== WHAT YOU WILL DO ==
Write out the entries below once more, exactly.

——————————

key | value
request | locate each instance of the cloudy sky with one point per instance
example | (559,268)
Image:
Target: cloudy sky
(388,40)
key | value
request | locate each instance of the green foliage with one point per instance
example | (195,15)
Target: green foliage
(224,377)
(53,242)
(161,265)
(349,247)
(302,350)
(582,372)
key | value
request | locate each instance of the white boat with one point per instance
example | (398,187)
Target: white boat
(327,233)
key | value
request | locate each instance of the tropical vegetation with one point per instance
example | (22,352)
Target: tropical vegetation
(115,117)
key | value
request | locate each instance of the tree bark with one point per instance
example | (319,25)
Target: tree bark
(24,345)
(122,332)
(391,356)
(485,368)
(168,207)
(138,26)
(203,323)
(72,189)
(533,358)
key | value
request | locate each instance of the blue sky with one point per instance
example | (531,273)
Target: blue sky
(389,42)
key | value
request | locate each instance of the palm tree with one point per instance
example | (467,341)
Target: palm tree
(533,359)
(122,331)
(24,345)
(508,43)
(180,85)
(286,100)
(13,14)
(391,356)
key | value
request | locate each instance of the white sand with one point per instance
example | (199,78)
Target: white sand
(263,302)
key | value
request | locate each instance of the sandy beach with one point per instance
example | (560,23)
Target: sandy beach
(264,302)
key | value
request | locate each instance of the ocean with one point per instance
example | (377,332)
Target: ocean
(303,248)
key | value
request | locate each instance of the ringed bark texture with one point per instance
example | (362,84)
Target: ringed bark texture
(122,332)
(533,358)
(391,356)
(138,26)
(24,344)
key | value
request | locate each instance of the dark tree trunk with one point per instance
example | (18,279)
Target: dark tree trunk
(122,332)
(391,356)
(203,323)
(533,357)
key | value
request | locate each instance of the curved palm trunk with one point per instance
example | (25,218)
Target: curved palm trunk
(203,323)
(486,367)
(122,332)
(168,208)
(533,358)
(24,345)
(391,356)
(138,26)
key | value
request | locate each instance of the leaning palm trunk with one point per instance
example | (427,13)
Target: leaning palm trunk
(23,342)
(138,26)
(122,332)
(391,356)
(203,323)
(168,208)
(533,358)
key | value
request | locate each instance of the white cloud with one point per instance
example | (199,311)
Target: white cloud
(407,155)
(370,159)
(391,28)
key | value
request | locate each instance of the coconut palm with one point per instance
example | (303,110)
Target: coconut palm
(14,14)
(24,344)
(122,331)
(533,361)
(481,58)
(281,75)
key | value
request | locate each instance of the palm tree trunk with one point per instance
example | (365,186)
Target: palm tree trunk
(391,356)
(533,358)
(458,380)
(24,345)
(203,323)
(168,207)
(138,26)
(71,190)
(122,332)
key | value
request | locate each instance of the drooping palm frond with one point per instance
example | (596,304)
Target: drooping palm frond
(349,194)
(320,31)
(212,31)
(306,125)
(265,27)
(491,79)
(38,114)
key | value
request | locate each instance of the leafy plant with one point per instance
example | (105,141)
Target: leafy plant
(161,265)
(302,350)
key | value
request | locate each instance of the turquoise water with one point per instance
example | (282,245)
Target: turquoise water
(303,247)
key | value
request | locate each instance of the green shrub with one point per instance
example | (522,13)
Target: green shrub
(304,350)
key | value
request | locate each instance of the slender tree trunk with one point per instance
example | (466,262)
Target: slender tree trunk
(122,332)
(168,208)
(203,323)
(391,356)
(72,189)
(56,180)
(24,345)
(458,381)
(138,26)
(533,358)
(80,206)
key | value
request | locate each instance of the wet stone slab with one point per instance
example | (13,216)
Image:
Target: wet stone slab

——————————

== EXERCISE ANSWER ==
key | value
request | locate each instance of the cloudy sky with one point per instance
example | (559,268)
Image:
Target: cloudy sky
(388,40)
key | value
request | locate each instance of the green foliage with one point per instance
example | (195,15)
Target: green foliage
(224,377)
(53,242)
(161,265)
(349,247)
(302,350)
(582,372)
key | value
request | locate each instance of the white boat with one point per instance
example | (398,187)
Target: white boat
(327,233)
key | value
request | locate each instance of the tropical vegetation with one point per instance
example | (22,352)
Target: tropical vegetation
(115,117)
key | value
request | locate each instance of the tree bark with one point per instance
example | (319,25)
Target: tree bark
(24,345)
(122,332)
(391,356)
(485,368)
(168,207)
(138,26)
(203,323)
(72,189)
(533,358)
key | value
request | locate each instance of the blue sky with one point per instance
example | (531,273)
Target: blue sky
(389,42)
key | value
request | locate each instance of the palm tree with one point per instance
example | (467,341)
Target: palm tree
(533,359)
(122,331)
(24,345)
(508,43)
(180,85)
(286,100)
(13,14)
(391,356)
key | value
request | locate each instance of the white sand with one point per instance
example | (199,78)
Target: white sand
(263,302)
key | value
request | locate each instance of the sandy beach with one point per instance
example | (560,23)
Target: sandy beach
(264,302)
key | value
request | locate each instance of the ocean with one point per instance
example | (377,332)
Target: ocean
(303,248)
key | value
request | locate each instance of the ringed bark texture with one point per instance
example | (362,84)
Target: ringed bark texture
(122,332)
(533,358)
(391,356)
(138,26)
(24,344)
key | value
request | locate each instance of the dark tree trunk with one point per instance
example | (18,279)
Target: dark tree trunk
(122,332)
(391,356)
(203,323)
(533,357)
key | value
request | locate each instance of the curved palm trunk with one point per instance
example | (25,218)
Target: curved palm trunk
(203,323)
(486,367)
(122,332)
(168,208)
(533,358)
(24,345)
(391,356)
(138,26)
key | value
request | locate each instance of the leaning palm trunk with one point per instance
example | (427,13)
Target: leaning palm trunk
(23,342)
(138,26)
(122,332)
(391,356)
(203,323)
(168,208)
(533,358)
key | value
request | locate each instance of the white cloud with one point per instance
example | (199,311)
Target: white cloud
(407,155)
(370,159)
(391,28)
key | value
request | locate each instance of the coconut palm with one point per instance
example | (303,110)
Target: coconut palm
(14,14)
(24,344)
(122,331)
(533,361)
(481,58)
(281,75)
key | value
request | locate each instance of the palm tree trunk with one point per instance
example | (365,186)
Target: palm tree trunk
(391,356)
(533,358)
(458,380)
(24,345)
(203,323)
(168,207)
(138,26)
(71,190)
(122,332)
key | value
request | locate each instance of the drooping palm frond with one point per instance
example | (596,304)
Target: drooping palm frond
(349,194)
(320,31)
(212,31)
(306,125)
(265,27)
(491,79)
(38,114)
key | value
request | locate each instance of the leafy plant with one point per instance
example | (105,141)
Target: leafy plant
(161,265)
(302,350)
key | value
request | locate each instance of the turquoise water with one point per instance
example | (282,245)
Target: turquoise water
(303,247)
key | value
request | locate each instance of the green shrub with one point per instance
example | (522,13)
Target: green shrub
(304,350)
key | value
request | locate each instance of the slender tree trunk with one point per instance
example | (466,262)
Target: slender tree trunk
(122,332)
(168,208)
(203,323)
(391,356)
(72,189)
(56,180)
(24,345)
(458,381)
(138,26)
(533,358)
(80,206)
key | value
request | locate each instance of the wet stone slab with one point per instance
example | (13,216)
Image:
Target: wet stone slab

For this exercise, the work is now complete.